Entries excerpted from a collection
** Start **
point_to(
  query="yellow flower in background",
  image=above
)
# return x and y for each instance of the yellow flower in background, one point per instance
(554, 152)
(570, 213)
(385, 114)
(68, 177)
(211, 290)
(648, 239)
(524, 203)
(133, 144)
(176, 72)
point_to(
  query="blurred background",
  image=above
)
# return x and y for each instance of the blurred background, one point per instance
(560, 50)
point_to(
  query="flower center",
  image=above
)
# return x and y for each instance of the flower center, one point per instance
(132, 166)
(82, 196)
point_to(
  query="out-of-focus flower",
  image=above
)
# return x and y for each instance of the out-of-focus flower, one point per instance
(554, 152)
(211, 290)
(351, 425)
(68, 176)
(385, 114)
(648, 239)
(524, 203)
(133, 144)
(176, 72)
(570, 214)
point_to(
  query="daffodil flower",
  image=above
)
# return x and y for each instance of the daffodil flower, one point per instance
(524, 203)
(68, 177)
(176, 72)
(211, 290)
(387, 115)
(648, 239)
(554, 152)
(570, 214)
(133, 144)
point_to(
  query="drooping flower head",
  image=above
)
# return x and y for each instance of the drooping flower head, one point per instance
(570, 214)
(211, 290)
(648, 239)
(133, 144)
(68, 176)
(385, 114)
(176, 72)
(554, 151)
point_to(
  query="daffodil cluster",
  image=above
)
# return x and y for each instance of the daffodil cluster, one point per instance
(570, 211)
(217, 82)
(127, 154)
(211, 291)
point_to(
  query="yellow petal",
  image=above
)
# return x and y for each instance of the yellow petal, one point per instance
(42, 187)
** End **
** Start **
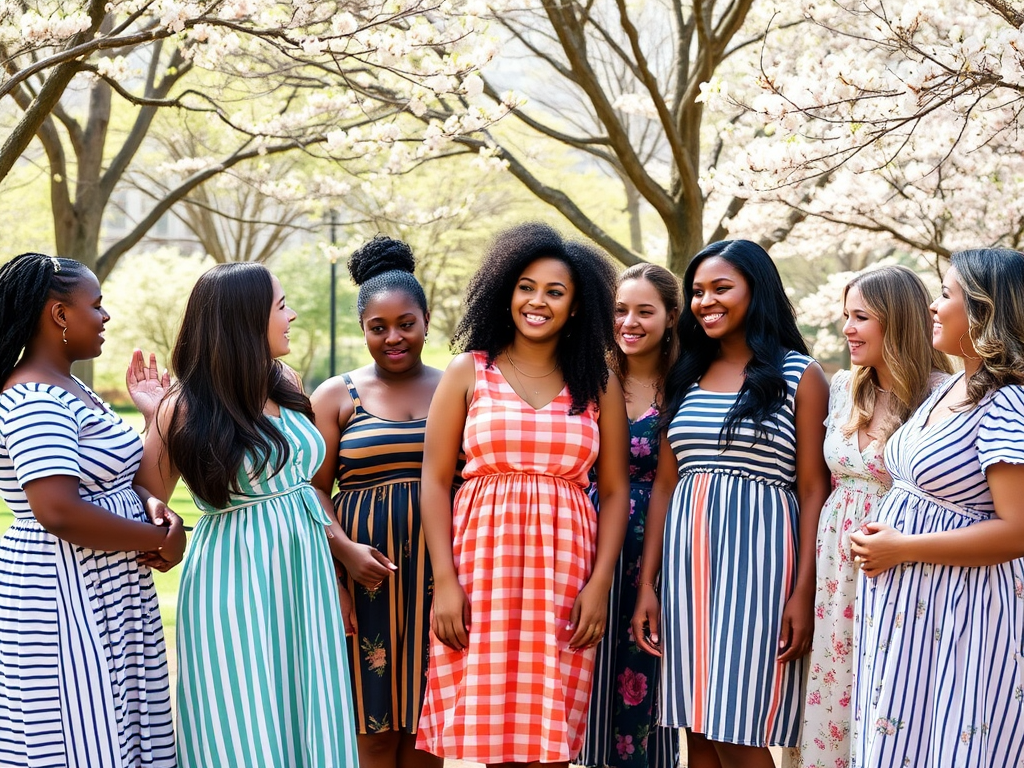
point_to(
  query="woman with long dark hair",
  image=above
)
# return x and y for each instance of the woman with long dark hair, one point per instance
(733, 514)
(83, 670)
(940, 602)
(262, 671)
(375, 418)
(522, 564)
** End **
Show every line of the entries above that contains the string "drooping", matching case exactly.

## Task result
  query="drooping flower head",
# return x and y for each instance of the drooping flower head, one point per instance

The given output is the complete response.